A IMPENITÊNCIA FINAL E AS CONVERSÕES “IN EXTREMIS”

 A IMPENITÊNCIA FINAL E AS CONVERSÕES “IN EXTREMIS”
 
 
 
Como toda nossa vida na eternidade depende do estado da alma no momento da morte, urge falar da impenitência final, que se opõe a boa morte e, por contraste, falaremos também das conversões “in extremis”.
A impenitência de um pecador cifra-se na ausência ou privação da penitencia que devia destruir nele as consequências morais do pecado ou da revolta contra Deus. Estas consequências do pecado traduzem-se na ofensa feita a Deus, na corrupção da alma revoltada e desorientada, nos justos castigos que mereceu.
Destroem-se as consequências do pecado através da reparação satisfatória, isto é, pela dor de ter ofendido a Deus e mediante a compensação expiatória. Como diz Santo Tomás (1), requerem-se estes atos da virtude da penitencia para a salvação do pecador; exige-nos a justiça e a caridade para com Deus e também a caridade para conosco próprios.
A impenitência traduz-se na ausência de contrição e satisfação; pode ser temporal, se se considera no decurso da vida presente, e final, se se refere ao momento da morte. Convém ler o sermão de Bossuet sobre o endurecimento, que é o castigo dos pecados precedentes (2).

(Entradas do conjunto de dados)
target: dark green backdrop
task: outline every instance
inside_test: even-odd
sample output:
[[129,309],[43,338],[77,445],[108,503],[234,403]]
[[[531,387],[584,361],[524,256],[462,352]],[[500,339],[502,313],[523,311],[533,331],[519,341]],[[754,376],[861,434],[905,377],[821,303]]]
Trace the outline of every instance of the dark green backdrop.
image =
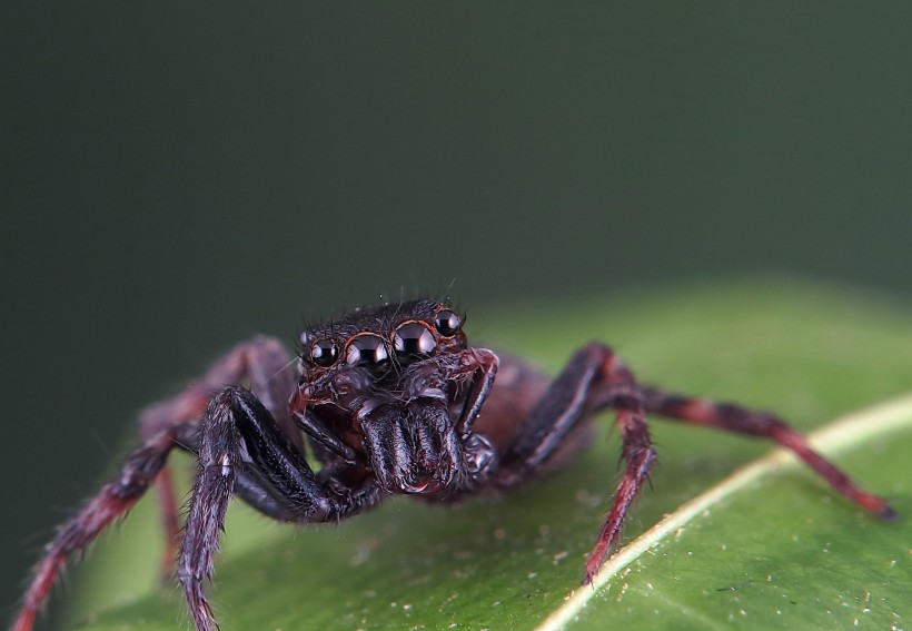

*Questões sobre o texto*:
[1] Segundo o texto sobre a impenitência final, na ausência de que duas coisas se traduz a impenitência?
[2] Transcreva do texto sobre a impenitência final o trecho que vai de "A impenitência de" até "castigos que mereceu.", incluindo essas palavras.
[3] Reescreva em forma de lista o parágrafo do texto sobre a impenitência final que começa com "A impenitência de um pecador cifra-se", mantendo os fatos principais.

*Respostas numeradas*:
[1] Na ausência de contrição e satisfação.

[2]
A impenitência de um pecador cifra-se na ausência ou privação da penitencia que devia destruir nele as consequências morais do pecado ou da revolta contra Deus. Estas consequências do pecado traduzem-se na ofensa feita a Deus, na corrupção da alma revoltada e desorientada, nos justos castigos que mereceu.

[3]
- A impenitência de um pecador consiste na ausência ou privação da penitência que devia destruir nele as consequências morais do pecado ou da revolta contra Deus.
- Essas consequências são:
  - a ofensa feita a Deus;
  - a corrupção da alma revoltada e desorientada;
  - os justos castigos que o pecador mereceu.